TASK OBJECTIVE
An exact copy of the entries below is needed, with every picture left out.

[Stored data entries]
------------

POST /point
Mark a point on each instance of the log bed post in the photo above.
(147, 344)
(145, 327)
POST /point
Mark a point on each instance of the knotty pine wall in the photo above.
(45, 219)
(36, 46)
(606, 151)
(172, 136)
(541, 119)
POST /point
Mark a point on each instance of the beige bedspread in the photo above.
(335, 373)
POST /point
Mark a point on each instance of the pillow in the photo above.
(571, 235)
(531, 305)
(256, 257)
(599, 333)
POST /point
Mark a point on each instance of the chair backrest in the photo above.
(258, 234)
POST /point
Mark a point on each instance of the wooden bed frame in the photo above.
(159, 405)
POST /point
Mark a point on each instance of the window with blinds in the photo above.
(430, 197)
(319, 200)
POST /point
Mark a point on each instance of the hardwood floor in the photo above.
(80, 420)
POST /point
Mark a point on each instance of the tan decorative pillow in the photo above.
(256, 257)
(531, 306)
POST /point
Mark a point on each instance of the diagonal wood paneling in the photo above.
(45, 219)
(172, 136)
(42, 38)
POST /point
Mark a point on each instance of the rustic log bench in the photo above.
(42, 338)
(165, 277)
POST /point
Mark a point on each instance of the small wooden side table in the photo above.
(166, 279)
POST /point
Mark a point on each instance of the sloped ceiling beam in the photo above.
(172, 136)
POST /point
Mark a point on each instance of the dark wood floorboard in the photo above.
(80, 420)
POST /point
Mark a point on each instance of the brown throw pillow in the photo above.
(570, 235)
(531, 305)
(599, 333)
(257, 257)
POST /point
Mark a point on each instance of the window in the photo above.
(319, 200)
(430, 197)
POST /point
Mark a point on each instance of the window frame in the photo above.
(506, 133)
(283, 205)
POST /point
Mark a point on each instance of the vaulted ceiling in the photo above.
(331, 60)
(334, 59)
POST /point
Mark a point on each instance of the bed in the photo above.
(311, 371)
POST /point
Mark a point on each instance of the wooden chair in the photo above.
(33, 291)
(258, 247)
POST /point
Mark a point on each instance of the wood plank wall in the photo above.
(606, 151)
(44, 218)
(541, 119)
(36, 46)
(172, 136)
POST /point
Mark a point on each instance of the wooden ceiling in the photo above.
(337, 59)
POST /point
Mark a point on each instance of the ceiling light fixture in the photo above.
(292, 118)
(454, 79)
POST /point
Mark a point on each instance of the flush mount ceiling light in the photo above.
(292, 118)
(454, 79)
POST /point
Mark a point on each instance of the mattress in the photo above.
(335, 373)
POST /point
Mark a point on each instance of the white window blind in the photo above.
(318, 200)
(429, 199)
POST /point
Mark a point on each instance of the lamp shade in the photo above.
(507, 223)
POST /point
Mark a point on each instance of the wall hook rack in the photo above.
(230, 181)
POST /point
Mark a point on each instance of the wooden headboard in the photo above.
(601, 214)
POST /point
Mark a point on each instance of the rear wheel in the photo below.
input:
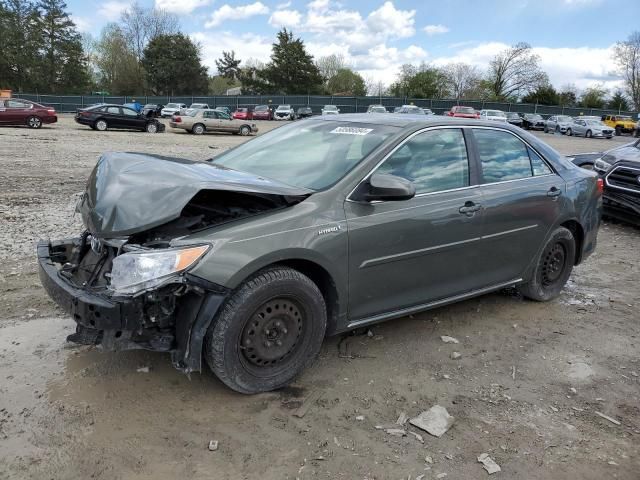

------------

SOLVED EXERCISE
POST /point
Mark a point on each instance of the log bed post in the photo above.
(147, 344)
(145, 327)
POST /point
Mark a point on each instance of the knotty pine wall in the photo above.
(45, 219)
(36, 46)
(606, 151)
(172, 136)
(541, 119)
POST /point
Mark a point on each instance of the beige bedspread in the photo above.
(335, 373)
POST /point
Mark a point on each instance of the pillow in the photo above.
(571, 235)
(531, 305)
(256, 257)
(599, 333)
POST /point
Mark a point on each instance of the chair backrest in the photo above.
(258, 234)
POST /point
Mark a point on each instance of the wooden bed frame in the photo above.
(159, 405)
POST /point
Mark a point on each instance of the window with blinds in the photo above.
(430, 197)
(319, 200)
POST /point
Mark a point on each instance of the hardwood floor in the photo above.
(80, 420)
POST /point
Mark a point on each instance of the tan decorative pillow in the photo above.
(256, 257)
(531, 306)
POST /point
Mark a point on each instance of the diagonal wood paneling in the photo above.
(45, 219)
(172, 136)
(42, 38)
POST /point
Mark a point on each instance of the rustic log bench in the photo above.
(42, 338)
(165, 277)
POST /point
Mark a point on each instance of the small wooden side table in the photo above.
(166, 279)
POST /point
Mark a point on each instance of the sloped ceiling beam in the photo above.
(172, 136)
POST /point
Mark a point on each instance of the dark wood floorboard in the photo above.
(80, 420)
POST /point
Mark a point on each instance of the brown throw pillow in the photo above.
(570, 235)
(531, 305)
(599, 333)
(257, 257)
POST /point
Mark a point on each instance of the window in the photo above.
(319, 200)
(430, 197)
POST /point
Mark a point on each instance of the window frame in the photo above.
(506, 133)
(283, 205)
POST /point
Mark a point on each instance of the vaulted ceiling in the photo above.
(331, 60)
(334, 59)
POST /point
Mark a point on each instance of the bed in the photo above.
(311, 371)
POST /point
Mark a point on each instance of the wooden chair in the photo above.
(33, 291)
(258, 247)
POST /point
Mark a point on each instance of the wood plank wall in the photo above.
(606, 151)
(44, 218)
(541, 119)
(36, 46)
(172, 136)
POST /point
Mark a point on each instance of the wooden ceiling in the photo above.
(337, 59)
POST /point
Mark a point on each instance of the ceiling light fixture in the photo above.
(292, 118)
(454, 79)
POST /point
Mark a point on each instance of the flush mount ceiling light in the photo above.
(292, 118)
(454, 79)
POST /point
Mark a point on each instance of the mattress in the photo above.
(335, 373)
POST /point
Mark a point on each instance of the white window blind in the photo above.
(318, 200)
(429, 199)
POST /point
Mark a point on each instance of the lamp shade in the photo above.
(507, 223)
POST /point
Mark a point on each instance of the wall hook rack in the photo above.
(230, 181)
POST /point
Mark a point on each instance of the wooden headboard in the photo above.
(601, 214)
POST /point
Mark a point on each instance of the rear wheel in the photo below.
input:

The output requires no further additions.